▸ **Required task**
Retype all of the data exactly as given.

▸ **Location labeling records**
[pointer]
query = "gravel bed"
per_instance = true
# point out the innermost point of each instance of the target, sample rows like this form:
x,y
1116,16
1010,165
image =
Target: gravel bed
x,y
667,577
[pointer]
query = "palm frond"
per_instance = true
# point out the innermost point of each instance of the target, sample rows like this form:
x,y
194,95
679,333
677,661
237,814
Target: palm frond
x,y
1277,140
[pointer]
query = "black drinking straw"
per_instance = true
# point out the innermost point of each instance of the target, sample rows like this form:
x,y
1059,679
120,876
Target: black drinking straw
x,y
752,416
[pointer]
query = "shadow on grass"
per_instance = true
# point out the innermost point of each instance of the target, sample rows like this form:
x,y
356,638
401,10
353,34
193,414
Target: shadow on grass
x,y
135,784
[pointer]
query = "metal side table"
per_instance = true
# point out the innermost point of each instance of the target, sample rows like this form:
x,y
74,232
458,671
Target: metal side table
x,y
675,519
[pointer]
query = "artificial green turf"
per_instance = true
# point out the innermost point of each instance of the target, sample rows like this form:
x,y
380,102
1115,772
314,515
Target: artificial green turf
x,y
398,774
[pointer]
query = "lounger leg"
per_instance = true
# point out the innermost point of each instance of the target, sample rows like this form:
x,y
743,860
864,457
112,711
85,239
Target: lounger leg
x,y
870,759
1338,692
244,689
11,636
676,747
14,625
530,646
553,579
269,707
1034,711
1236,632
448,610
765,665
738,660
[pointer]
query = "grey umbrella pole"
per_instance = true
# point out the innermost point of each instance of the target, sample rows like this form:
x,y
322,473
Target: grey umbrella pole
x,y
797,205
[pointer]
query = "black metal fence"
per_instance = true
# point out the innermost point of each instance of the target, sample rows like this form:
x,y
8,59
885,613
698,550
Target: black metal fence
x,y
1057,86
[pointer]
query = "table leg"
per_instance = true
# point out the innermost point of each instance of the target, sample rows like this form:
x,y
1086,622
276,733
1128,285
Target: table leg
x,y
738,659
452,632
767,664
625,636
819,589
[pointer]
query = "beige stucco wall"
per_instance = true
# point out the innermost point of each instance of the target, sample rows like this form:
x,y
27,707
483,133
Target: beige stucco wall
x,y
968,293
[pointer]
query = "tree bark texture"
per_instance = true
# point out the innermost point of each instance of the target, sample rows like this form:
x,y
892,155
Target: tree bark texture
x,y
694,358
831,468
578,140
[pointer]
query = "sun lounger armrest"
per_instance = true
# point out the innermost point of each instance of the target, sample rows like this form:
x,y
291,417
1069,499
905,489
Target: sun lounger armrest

▸ **The answer**
[pointer]
query = "gravel bed"
per_instance = true
# point out the innermost point of each instance of the target, sample rows like this form:
x,y
1116,16
1010,165
image =
Target: gravel bed
x,y
667,577
[pointer]
query = "palm frond"
per_instance = true
# point out the innermost point of each instance of the target, sample rows like this form:
x,y
194,95
679,333
677,661
237,814
Target: palm frond
x,y
1277,140
[pointer]
query = "black drinking straw"
per_instance = true
# point out the innermost point of each instance of the target, sample rows like this form:
x,y
1059,679
120,876
Target: black drinking straw
x,y
752,416
[pointer]
query = "shadow on grass"
per_instance = true
# point out the innermost point of each instance of the target, sample rows like this form:
x,y
356,638
401,10
353,34
193,414
Target: shadow on grass
x,y
135,784
[pointer]
query = "metal side table"
per_instance = true
# point out the innermost point of each instance of the target, sample rows like this form:
x,y
74,232
458,671
Target: metal side table
x,y
675,519
[pointer]
query = "artificial green turf"
per_instance = true
# point out the innermost point of each instance of the target, sample rows like this form:
x,y
380,102
1115,772
314,515
Target: artificial green turf
x,y
398,774
[pointer]
query = "lounger leg"
per_instance = true
# point out the innermost point of each instance of the target, sample rows like this form:
x,y
743,860
864,457
112,711
85,239
Target: lounger leg
x,y
870,759
1338,692
244,689
11,636
676,747
14,625
530,646
553,579
269,707
1034,711
1236,632
448,610
765,665
738,660
[pointer]
query = "grey umbrella pole"
per_instance = true
# point out the innermost point of each instance of the target, sample rows like this form:
x,y
322,473
Target: grey umbrella pole
x,y
797,205
[pointer]
query = "black metal fence"
per_instance = true
# point out the innermost point of each instance of the target, sample rows like this form:
x,y
8,59
885,613
698,550
Target: black metal fence
x,y
1057,86
[pointer]
query = "table leg"
per_instance = true
# point out the innermost point of each instance of the target, sample rows like this form:
x,y
1086,622
276,733
1128,285
Target: table leg
x,y
738,659
452,632
767,664
625,636
819,589
[pointer]
query = "beige stucco wall"
per_instance = true
# point out the innermost point of each instance of the target, sample rows like this form:
x,y
27,707
483,133
Target: beige stucco wall
x,y
968,293
[pointer]
query = "tree bark texture"
per_instance = true
# point out the innermost point of each instance of the target, sample rows like this form:
x,y
892,155
Target: tree bark texture
x,y
694,358
831,468
578,140
[pointer]
query = "sun lounger armrest"
per_instance = true
# point out the innermost point of each instance of the target, sample rows like this form:
x,y
291,417
1069,499
905,489
Target: sun lounger armrest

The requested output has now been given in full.